* start Items *

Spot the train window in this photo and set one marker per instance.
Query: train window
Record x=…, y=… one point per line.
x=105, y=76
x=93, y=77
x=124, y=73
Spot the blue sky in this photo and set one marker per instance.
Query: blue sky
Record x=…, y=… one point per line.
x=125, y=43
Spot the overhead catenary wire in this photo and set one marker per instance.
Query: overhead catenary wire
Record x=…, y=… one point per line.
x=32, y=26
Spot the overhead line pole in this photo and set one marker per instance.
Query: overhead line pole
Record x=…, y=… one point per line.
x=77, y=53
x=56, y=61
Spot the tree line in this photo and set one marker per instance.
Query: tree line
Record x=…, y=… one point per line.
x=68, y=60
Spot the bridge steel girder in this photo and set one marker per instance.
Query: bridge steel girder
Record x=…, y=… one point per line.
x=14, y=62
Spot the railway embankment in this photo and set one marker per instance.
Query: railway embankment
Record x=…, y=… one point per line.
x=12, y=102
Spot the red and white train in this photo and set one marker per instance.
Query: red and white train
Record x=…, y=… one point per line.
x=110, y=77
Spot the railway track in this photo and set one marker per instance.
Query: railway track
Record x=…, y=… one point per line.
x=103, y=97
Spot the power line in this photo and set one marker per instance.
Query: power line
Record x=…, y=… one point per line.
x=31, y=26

* end Items *

▸ **Exercise goal**: Repeat every line of these records word for word, from start to finish.

▸ **Solution**:
Spot the train window in this photo and set one marker per instance.
Query: train window
Record x=…, y=… one point per line.
x=105, y=76
x=93, y=77
x=124, y=73
Spot the blue sky in this photo and set one marker per instance.
Query: blue sky
Record x=…, y=… one point per line.
x=125, y=43
Spot the overhead catenary wire in this photo and set one marker per instance.
Query: overhead catenary wire
Record x=…, y=… one point per line.
x=32, y=26
Spot the overhead line pole in this photo and set one marker per instance.
Query: overhead line pole
Record x=…, y=… one point per line.
x=77, y=53
x=56, y=61
Spot the tree line in this photo and set one marker per instance.
Query: tree line
Record x=…, y=… one point per line.
x=68, y=60
Spot the bridge steel girder in this photo and set one marker per instance.
Query: bridge steel girder
Record x=…, y=… one point per line.
x=14, y=62
Spot the railway embankment in this photo and set one marker per instance.
Query: railway embankment
Record x=…, y=… one point per line.
x=12, y=102
Spot the red and white train in this photo and set one marker per instance.
Query: red and white train
Record x=…, y=… one point per line.
x=110, y=77
Spot the railway track in this photo and set one marker per instance.
Query: railway track
Record x=…, y=… one point per line.
x=103, y=97
Spot the power line in this photo and set one marker per instance.
Query: power line
Record x=…, y=… one point per line.
x=31, y=26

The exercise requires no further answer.